Aim. Quote, word for word, only the lines running from the line with "of the tree" through the end of the listing. Leave out the pictures.

------

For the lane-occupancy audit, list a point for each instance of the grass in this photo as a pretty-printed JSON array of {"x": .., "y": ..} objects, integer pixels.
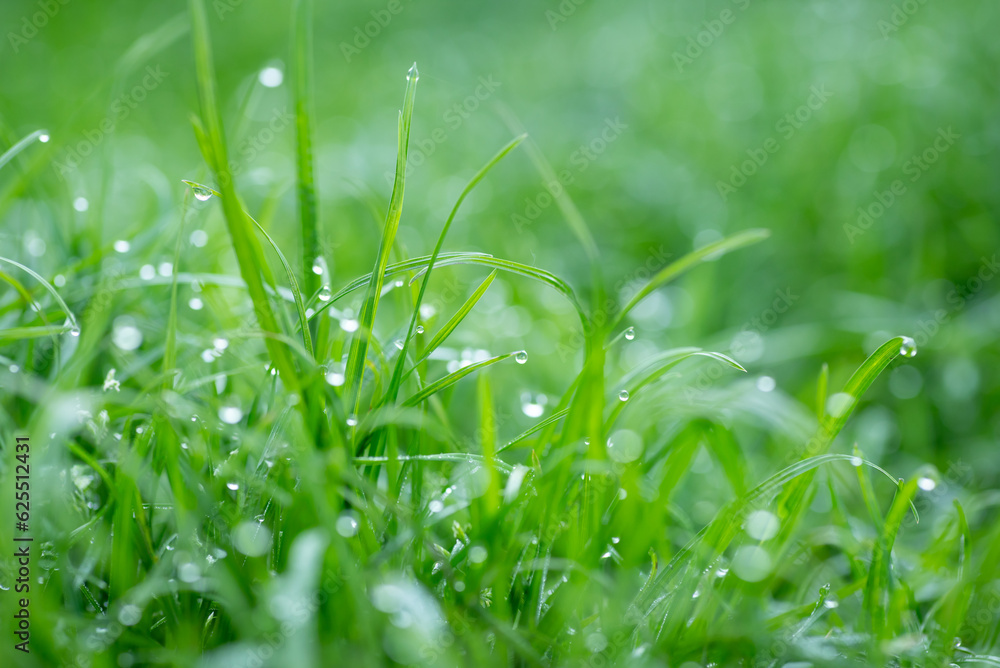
[{"x": 317, "y": 499}]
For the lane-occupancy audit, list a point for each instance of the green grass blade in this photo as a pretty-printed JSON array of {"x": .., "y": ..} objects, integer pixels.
[
  {"x": 527, "y": 271},
  {"x": 452, "y": 378},
  {"x": 358, "y": 356},
  {"x": 397, "y": 374},
  {"x": 245, "y": 245},
  {"x": 692, "y": 259},
  {"x": 302, "y": 91},
  {"x": 456, "y": 319},
  {"x": 74, "y": 325},
  {"x": 289, "y": 272},
  {"x": 534, "y": 429}
]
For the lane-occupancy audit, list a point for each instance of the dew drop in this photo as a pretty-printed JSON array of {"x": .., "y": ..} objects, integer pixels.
[
  {"x": 201, "y": 193},
  {"x": 230, "y": 414},
  {"x": 270, "y": 77},
  {"x": 347, "y": 525},
  {"x": 199, "y": 238}
]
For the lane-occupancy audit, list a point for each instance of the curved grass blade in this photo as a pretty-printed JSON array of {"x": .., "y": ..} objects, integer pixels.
[
  {"x": 692, "y": 259},
  {"x": 552, "y": 419},
  {"x": 289, "y": 273},
  {"x": 528, "y": 271},
  {"x": 452, "y": 378},
  {"x": 397, "y": 374},
  {"x": 656, "y": 368},
  {"x": 358, "y": 355},
  {"x": 74, "y": 325},
  {"x": 459, "y": 316},
  {"x": 721, "y": 531}
]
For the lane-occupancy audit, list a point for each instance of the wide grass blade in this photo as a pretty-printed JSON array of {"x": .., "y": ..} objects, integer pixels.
[
  {"x": 212, "y": 140},
  {"x": 358, "y": 356},
  {"x": 302, "y": 92},
  {"x": 289, "y": 272},
  {"x": 397, "y": 374}
]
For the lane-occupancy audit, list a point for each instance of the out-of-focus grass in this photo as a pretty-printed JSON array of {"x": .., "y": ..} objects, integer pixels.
[{"x": 215, "y": 482}]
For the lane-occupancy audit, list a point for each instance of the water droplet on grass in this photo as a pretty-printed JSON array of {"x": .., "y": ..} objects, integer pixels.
[
  {"x": 201, "y": 193},
  {"x": 766, "y": 384},
  {"x": 270, "y": 77},
  {"x": 347, "y": 525},
  {"x": 129, "y": 615},
  {"x": 762, "y": 525},
  {"x": 908, "y": 348}
]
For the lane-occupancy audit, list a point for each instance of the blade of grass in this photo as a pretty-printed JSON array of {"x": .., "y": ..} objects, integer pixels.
[
  {"x": 74, "y": 325},
  {"x": 452, "y": 378},
  {"x": 12, "y": 152},
  {"x": 358, "y": 356},
  {"x": 692, "y": 259},
  {"x": 397, "y": 374},
  {"x": 302, "y": 85},
  {"x": 245, "y": 245},
  {"x": 456, "y": 319}
]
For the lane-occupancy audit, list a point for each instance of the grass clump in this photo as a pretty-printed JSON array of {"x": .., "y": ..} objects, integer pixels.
[{"x": 317, "y": 499}]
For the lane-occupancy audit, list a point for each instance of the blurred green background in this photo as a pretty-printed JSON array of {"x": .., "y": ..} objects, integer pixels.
[{"x": 839, "y": 97}]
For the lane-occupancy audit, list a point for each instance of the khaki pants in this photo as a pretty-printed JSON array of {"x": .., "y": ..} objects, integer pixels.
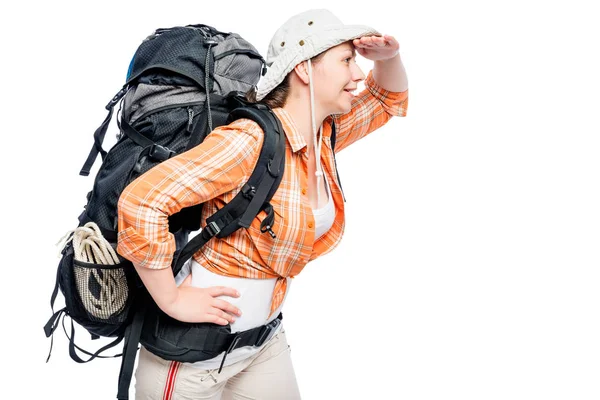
[{"x": 267, "y": 375}]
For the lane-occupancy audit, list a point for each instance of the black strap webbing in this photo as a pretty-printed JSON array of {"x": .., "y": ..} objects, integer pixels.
[
  {"x": 268, "y": 172},
  {"x": 100, "y": 133},
  {"x": 132, "y": 339}
]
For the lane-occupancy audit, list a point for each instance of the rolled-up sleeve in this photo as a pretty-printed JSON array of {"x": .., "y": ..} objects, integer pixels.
[
  {"x": 218, "y": 165},
  {"x": 371, "y": 109}
]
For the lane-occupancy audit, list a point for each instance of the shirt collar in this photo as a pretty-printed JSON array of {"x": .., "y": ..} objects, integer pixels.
[
  {"x": 296, "y": 140},
  {"x": 291, "y": 131}
]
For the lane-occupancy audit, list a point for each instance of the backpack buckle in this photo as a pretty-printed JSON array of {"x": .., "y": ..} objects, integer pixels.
[
  {"x": 267, "y": 331},
  {"x": 160, "y": 153}
]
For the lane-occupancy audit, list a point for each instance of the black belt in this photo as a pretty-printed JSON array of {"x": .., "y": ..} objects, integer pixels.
[{"x": 184, "y": 342}]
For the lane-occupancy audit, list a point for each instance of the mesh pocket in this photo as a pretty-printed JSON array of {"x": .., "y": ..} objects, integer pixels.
[{"x": 103, "y": 290}]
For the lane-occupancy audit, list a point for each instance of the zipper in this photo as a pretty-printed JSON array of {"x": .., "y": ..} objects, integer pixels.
[
  {"x": 190, "y": 119},
  {"x": 240, "y": 51},
  {"x": 164, "y": 108}
]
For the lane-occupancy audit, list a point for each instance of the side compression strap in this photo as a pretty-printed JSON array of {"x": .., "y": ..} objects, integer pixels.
[{"x": 100, "y": 133}]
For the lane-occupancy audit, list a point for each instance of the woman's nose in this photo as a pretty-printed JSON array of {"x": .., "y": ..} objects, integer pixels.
[{"x": 357, "y": 74}]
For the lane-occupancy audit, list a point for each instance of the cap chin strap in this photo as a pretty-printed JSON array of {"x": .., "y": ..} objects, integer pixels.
[{"x": 316, "y": 137}]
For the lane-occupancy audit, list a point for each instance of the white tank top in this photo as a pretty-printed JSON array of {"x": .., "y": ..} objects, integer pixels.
[
  {"x": 254, "y": 302},
  {"x": 255, "y": 294},
  {"x": 325, "y": 215}
]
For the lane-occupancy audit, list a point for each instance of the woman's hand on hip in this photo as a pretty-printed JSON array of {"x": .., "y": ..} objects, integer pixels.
[{"x": 195, "y": 304}]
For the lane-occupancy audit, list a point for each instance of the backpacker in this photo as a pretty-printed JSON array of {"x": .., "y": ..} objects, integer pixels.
[{"x": 182, "y": 82}]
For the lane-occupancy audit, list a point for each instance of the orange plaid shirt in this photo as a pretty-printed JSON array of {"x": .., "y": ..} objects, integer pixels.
[{"x": 215, "y": 171}]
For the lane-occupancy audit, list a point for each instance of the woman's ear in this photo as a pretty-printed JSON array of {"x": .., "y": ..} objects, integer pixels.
[{"x": 301, "y": 71}]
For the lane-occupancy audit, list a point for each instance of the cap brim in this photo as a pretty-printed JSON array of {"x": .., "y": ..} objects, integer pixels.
[{"x": 286, "y": 61}]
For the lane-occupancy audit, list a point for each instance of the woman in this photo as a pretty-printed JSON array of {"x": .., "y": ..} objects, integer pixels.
[{"x": 243, "y": 279}]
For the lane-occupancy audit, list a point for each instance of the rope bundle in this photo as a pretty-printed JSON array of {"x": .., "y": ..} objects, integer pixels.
[{"x": 103, "y": 291}]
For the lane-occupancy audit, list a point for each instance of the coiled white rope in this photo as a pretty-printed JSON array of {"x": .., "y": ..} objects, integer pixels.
[{"x": 103, "y": 291}]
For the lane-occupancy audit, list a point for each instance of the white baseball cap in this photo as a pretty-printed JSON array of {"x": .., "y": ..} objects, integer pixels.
[{"x": 301, "y": 38}]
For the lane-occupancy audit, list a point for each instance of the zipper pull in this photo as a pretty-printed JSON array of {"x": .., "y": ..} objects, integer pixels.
[{"x": 190, "y": 120}]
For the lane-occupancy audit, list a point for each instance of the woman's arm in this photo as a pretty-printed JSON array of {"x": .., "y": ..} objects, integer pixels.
[
  {"x": 223, "y": 162},
  {"x": 388, "y": 70},
  {"x": 385, "y": 94}
]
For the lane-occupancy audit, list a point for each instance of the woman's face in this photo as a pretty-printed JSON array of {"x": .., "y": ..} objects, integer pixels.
[{"x": 335, "y": 77}]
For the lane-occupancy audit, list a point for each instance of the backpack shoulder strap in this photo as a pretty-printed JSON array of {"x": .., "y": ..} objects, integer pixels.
[{"x": 256, "y": 193}]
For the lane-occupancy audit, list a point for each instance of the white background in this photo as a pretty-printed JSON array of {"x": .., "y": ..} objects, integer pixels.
[{"x": 470, "y": 266}]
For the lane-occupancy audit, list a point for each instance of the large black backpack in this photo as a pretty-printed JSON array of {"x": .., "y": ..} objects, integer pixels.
[{"x": 182, "y": 82}]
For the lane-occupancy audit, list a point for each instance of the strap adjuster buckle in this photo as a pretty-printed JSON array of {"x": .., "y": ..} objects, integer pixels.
[
  {"x": 160, "y": 153},
  {"x": 266, "y": 332}
]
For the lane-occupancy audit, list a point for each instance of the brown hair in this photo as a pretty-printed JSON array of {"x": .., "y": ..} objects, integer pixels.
[{"x": 278, "y": 96}]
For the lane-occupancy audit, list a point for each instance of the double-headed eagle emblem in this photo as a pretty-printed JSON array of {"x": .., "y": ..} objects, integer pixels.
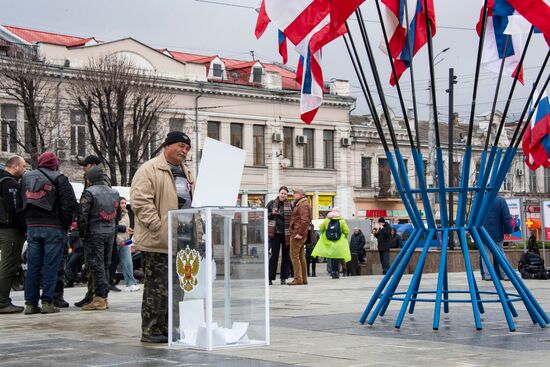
[{"x": 187, "y": 265}]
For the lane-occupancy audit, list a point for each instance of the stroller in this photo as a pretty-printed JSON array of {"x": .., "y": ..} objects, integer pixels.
[{"x": 531, "y": 266}]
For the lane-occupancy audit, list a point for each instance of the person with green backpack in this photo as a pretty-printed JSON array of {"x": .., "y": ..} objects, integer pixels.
[{"x": 333, "y": 243}]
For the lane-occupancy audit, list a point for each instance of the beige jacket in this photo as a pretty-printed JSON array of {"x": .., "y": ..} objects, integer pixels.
[{"x": 152, "y": 195}]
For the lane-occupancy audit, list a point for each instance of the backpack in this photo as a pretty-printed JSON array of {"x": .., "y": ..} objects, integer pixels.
[{"x": 333, "y": 230}]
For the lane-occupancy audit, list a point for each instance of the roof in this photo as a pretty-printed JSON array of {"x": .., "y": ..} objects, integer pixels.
[{"x": 33, "y": 36}]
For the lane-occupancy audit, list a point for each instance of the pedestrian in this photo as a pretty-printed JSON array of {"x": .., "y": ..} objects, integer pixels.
[
  {"x": 88, "y": 163},
  {"x": 279, "y": 213},
  {"x": 333, "y": 243},
  {"x": 12, "y": 230},
  {"x": 396, "y": 241},
  {"x": 73, "y": 268},
  {"x": 356, "y": 246},
  {"x": 383, "y": 235},
  {"x": 312, "y": 238},
  {"x": 161, "y": 184},
  {"x": 497, "y": 225},
  {"x": 99, "y": 212},
  {"x": 49, "y": 206},
  {"x": 299, "y": 226},
  {"x": 124, "y": 234}
]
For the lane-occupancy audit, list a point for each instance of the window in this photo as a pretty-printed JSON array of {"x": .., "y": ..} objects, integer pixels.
[
  {"x": 533, "y": 181},
  {"x": 259, "y": 144},
  {"x": 384, "y": 176},
  {"x": 217, "y": 70},
  {"x": 508, "y": 182},
  {"x": 257, "y": 74},
  {"x": 328, "y": 148},
  {"x": 288, "y": 144},
  {"x": 213, "y": 130},
  {"x": 78, "y": 133},
  {"x": 9, "y": 128},
  {"x": 176, "y": 124},
  {"x": 150, "y": 144},
  {"x": 237, "y": 135},
  {"x": 366, "y": 172},
  {"x": 309, "y": 158}
]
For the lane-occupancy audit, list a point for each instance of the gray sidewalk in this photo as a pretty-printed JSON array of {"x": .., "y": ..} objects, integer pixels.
[{"x": 314, "y": 325}]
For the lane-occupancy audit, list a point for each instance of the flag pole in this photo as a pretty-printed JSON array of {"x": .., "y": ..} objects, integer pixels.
[
  {"x": 535, "y": 105},
  {"x": 493, "y": 108},
  {"x": 512, "y": 88},
  {"x": 526, "y": 108},
  {"x": 476, "y": 77},
  {"x": 394, "y": 73}
]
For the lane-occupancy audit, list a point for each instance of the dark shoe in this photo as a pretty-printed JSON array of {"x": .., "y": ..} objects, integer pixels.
[
  {"x": 61, "y": 303},
  {"x": 294, "y": 282},
  {"x": 114, "y": 288},
  {"x": 11, "y": 309},
  {"x": 83, "y": 301},
  {"x": 154, "y": 338},
  {"x": 31, "y": 309},
  {"x": 49, "y": 308}
]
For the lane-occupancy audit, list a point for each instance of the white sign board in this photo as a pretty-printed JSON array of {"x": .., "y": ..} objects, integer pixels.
[
  {"x": 545, "y": 207},
  {"x": 220, "y": 174}
]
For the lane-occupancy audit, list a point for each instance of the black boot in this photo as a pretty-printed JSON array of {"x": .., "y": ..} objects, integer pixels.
[{"x": 83, "y": 301}]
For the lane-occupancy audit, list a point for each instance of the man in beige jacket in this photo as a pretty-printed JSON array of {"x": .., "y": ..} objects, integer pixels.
[
  {"x": 299, "y": 226},
  {"x": 161, "y": 184}
]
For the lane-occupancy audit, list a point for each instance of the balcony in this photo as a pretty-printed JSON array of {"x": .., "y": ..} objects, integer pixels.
[{"x": 18, "y": 50}]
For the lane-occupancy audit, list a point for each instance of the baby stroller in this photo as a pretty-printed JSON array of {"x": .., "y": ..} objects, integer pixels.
[{"x": 531, "y": 266}]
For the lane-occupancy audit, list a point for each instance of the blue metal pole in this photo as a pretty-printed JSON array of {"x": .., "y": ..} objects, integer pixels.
[
  {"x": 384, "y": 299},
  {"x": 416, "y": 275},
  {"x": 463, "y": 196},
  {"x": 496, "y": 281},
  {"x": 528, "y": 299},
  {"x": 386, "y": 278},
  {"x": 470, "y": 276},
  {"x": 419, "y": 164},
  {"x": 440, "y": 278}
]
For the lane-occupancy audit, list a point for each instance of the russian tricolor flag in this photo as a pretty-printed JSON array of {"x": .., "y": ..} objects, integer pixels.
[
  {"x": 396, "y": 29},
  {"x": 536, "y": 141}
]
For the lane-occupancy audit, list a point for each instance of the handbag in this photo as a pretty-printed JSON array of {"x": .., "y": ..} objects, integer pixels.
[{"x": 271, "y": 229}]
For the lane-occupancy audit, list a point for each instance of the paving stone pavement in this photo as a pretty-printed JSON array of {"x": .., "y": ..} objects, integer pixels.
[{"x": 313, "y": 325}]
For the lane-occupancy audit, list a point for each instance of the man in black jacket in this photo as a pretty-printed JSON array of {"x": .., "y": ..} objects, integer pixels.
[
  {"x": 49, "y": 206},
  {"x": 383, "y": 235},
  {"x": 12, "y": 230},
  {"x": 99, "y": 210},
  {"x": 356, "y": 247}
]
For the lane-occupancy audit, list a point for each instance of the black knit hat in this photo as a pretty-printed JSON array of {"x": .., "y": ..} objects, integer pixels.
[{"x": 176, "y": 137}]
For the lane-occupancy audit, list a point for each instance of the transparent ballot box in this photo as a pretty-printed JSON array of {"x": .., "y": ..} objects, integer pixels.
[{"x": 218, "y": 293}]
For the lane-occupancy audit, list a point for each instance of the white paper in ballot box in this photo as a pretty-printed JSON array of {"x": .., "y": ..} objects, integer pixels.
[{"x": 220, "y": 174}]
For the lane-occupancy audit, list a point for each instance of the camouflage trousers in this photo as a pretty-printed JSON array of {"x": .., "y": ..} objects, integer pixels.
[{"x": 154, "y": 307}]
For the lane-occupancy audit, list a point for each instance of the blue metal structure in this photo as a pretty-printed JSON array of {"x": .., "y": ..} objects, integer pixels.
[{"x": 493, "y": 168}]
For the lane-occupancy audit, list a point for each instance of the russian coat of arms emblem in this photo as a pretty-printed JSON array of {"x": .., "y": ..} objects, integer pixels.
[{"x": 187, "y": 266}]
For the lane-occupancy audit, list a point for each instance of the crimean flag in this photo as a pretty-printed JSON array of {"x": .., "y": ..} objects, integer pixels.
[
  {"x": 499, "y": 16},
  {"x": 403, "y": 46},
  {"x": 536, "y": 141}
]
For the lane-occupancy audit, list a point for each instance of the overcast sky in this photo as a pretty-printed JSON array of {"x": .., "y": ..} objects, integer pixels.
[{"x": 226, "y": 27}]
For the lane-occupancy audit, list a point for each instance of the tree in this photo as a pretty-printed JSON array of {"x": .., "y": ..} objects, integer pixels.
[
  {"x": 121, "y": 103},
  {"x": 25, "y": 77}
]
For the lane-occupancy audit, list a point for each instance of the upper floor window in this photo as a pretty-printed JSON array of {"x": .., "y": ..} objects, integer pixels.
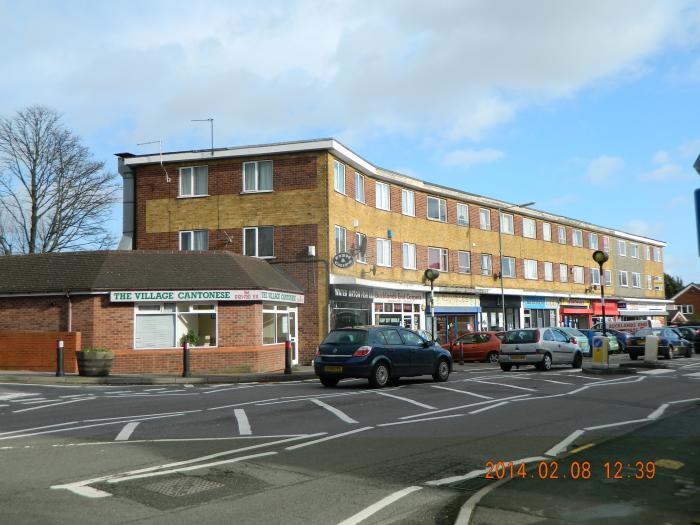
[
  {"x": 382, "y": 196},
  {"x": 463, "y": 214},
  {"x": 257, "y": 176},
  {"x": 339, "y": 177},
  {"x": 259, "y": 241},
  {"x": 194, "y": 181},
  {"x": 484, "y": 219},
  {"x": 437, "y": 209},
  {"x": 507, "y": 223},
  {"x": 359, "y": 188},
  {"x": 546, "y": 231},
  {"x": 194, "y": 240},
  {"x": 529, "y": 228},
  {"x": 408, "y": 203}
]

------

The solution.
For the lane-occupancy audit, list a point for each instance of the tree in this photo as a pretty-printed JSON array of {"x": .., "y": ..} objects, integer pixels.
[
  {"x": 121, "y": 103},
  {"x": 25, "y": 77}
]
For the lane-occupancy audit, list a point for each instance of the upper floor window in this photo as a pretty-printed JSON array of {"x": .., "y": ..} objects, integer pixels.
[
  {"x": 382, "y": 196},
  {"x": 463, "y": 214},
  {"x": 257, "y": 176},
  {"x": 339, "y": 177},
  {"x": 259, "y": 241},
  {"x": 194, "y": 181},
  {"x": 484, "y": 219},
  {"x": 437, "y": 209},
  {"x": 507, "y": 223},
  {"x": 359, "y": 188},
  {"x": 546, "y": 231},
  {"x": 194, "y": 240},
  {"x": 529, "y": 228},
  {"x": 408, "y": 203}
]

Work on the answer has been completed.